▸ **ZADANIE**: Podaj jeszcze raz, słowo w słowo, cały artykuł o rozmowach z młodzieżą na temat męskości i ojcostwa.

▸ **ARTYKUŁ**:
--------------------
Dlatego właśnie, aby nie ugruntowywać tego mało chlubnego wizerunku mężczyzny, który dość często pojawia się w „kulturze codziennej”, warto rozmawiać na temat męskości, ojcostwa i odpowiedzialności z młodymi ludźmi. Wyjaśnienia może wymagać kwestia, iż macho-dzieciorób to raczej nie bohater, ale ofiara i tchórz. Luzak i bawidamek to nie ikona czy bohater wart naśladowania w życiu, a jedynie pewna postawa przejściowa, która wraz z wiekiem powinna przecież przeminąć. Pracę nad prawdziwymi mężczyznami należy rozpocząć, gdy są jeszcze chłopcami. Dziewczynkom zaś pokazywać, jacy powinni być ich partnerzy, aby wiedziały, na kogo już za kilka lat powinny uważać i jakie konsekwencje może mieć związek z takim człowiekiem. Tę pracę z młodymi ludźmi trzeba wykonać i liczyć, że dobrze odrobią filmową lekcję, a z rozmów po seansie — wyciągną odpowiednie wnioski. Ale… pamiętajmy też, że gdy przychodzi miłość lub choćby zauroczenie, logika, wiedza i pamięć stają się zawodne. Dowodzenie przejmuje serce, które bywa spontanicznym, ale niekiedy bardzo złym doradcą.
--------------------
▸ **WPISY**:
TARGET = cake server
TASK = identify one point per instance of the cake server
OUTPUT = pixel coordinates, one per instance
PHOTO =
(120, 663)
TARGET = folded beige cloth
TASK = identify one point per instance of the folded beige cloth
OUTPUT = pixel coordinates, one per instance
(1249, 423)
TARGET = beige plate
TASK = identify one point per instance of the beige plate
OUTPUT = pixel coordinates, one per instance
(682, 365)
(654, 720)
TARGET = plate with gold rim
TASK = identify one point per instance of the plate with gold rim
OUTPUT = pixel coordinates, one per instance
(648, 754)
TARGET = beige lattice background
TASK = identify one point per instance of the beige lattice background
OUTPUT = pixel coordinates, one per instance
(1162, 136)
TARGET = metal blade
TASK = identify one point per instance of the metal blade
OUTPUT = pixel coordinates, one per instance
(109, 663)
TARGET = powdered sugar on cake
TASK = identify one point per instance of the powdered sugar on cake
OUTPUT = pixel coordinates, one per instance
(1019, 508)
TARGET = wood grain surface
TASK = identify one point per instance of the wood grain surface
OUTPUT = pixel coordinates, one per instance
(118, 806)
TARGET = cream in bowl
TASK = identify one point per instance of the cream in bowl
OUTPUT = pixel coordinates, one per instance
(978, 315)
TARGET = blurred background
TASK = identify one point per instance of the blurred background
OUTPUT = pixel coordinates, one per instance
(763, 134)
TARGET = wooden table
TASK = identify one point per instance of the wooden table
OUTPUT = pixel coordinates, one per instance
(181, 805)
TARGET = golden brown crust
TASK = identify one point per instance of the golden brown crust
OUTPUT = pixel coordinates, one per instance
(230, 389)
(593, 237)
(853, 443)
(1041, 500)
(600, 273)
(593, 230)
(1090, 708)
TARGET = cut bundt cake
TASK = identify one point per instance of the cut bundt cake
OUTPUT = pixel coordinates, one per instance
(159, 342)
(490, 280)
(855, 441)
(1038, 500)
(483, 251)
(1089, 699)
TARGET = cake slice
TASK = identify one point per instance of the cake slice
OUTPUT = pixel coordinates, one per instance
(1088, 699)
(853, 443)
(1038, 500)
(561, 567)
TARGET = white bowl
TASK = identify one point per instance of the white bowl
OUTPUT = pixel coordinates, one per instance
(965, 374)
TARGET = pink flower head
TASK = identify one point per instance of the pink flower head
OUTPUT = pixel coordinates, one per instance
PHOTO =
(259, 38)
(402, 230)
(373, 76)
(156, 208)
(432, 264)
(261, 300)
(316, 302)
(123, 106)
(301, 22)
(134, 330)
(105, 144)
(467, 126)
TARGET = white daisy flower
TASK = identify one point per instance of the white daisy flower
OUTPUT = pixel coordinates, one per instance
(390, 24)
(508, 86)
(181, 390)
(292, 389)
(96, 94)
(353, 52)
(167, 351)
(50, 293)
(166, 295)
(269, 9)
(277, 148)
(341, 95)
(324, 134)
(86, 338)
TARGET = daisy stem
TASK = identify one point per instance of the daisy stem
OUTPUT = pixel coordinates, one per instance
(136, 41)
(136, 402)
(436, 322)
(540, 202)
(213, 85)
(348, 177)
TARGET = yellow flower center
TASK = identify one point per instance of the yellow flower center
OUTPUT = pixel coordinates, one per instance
--------------------
▸ **POPRAWNY WYNIK**:
Dlatego właśnie, aby nie ugruntowywać tego mało chlubnego wizerunku mężczyzny, który dość często pojawia się w „kulturze codziennej”, warto rozmawiać na temat męskości, ojcostwa i odpowiedzialności z młodymi ludźmi. Wyjaśnienia może wymagać kwestia, iż macho-dzieciorób to raczej nie bohater, ale ofiara i tchórz. Luzak i bawidamek to nie ikona czy bohater wart naśladowania w życiu, a jedynie pewna postawa przejściowa, która wraz z wiekiem powinna przecież przeminąć. Pracę nad prawdziwymi mężczyznami należy rozpocząć, gdy są jeszcze chłopcami. Dziewczynkom zaś pokazywać, jacy powinni być ich partnerzy, aby wiedziały, na kogo już za kilka lat powinny uważać i jakie konsekwencje może mieć związek z takim człowiekiem. Tę pracę z młodymi ludźmi trzeba wykonać i liczyć, że dobrze odrobią filmową lekcję, a z rozmów po seansie — wyciągną odpowiednie wnioski. Ale… pamiętajmy też, że gdy przychodzi miłość lub choćby zauroczenie, logika, wiedza i pamięć stają się zawodne. Dowodzenie przejmuje serce, które bywa spontanicznym, ale niekiedy bardzo złym doradcą.